* **EXERCISE DATA**

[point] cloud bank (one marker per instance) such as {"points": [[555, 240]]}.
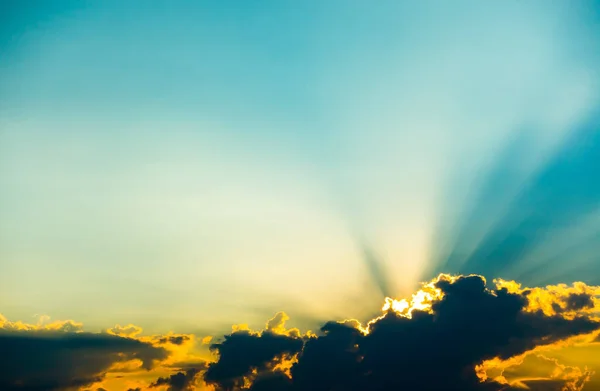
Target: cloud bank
{"points": [[455, 333]]}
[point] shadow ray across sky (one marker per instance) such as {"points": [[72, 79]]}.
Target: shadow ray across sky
{"points": [[560, 194]]}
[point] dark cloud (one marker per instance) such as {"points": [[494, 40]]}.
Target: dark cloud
{"points": [[174, 339], [579, 301], [433, 350], [42, 360], [181, 381], [243, 351], [272, 381]]}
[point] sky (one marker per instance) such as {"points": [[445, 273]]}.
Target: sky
{"points": [[183, 167]]}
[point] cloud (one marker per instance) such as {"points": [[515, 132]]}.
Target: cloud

* **WHAT YOU NEED TO DO**
Reproduce the data above word for word, leaving out the picture.

* **SOLUTION**
[point] cloud bank (one marker per instance) such as {"points": [[555, 240]]}.
Target: cloud bank
{"points": [[455, 333]]}
[point] shadow ray across sky (one marker per instance) such as {"points": [[72, 79]]}.
Target: shadow ray across sky
{"points": [[560, 194]]}
[point] dark cloud (one marker per instance) such as {"points": [[494, 40]]}.
Target: dark cloud
{"points": [[174, 339], [579, 301], [433, 350], [42, 360], [181, 381], [243, 351], [272, 381]]}
[point] sky (one marker per instance) such as {"points": [[445, 273]]}.
Target: sky
{"points": [[183, 167]]}
[point] cloud (one marker per instance) such as {"points": [[515, 132]]}.
Target: cloud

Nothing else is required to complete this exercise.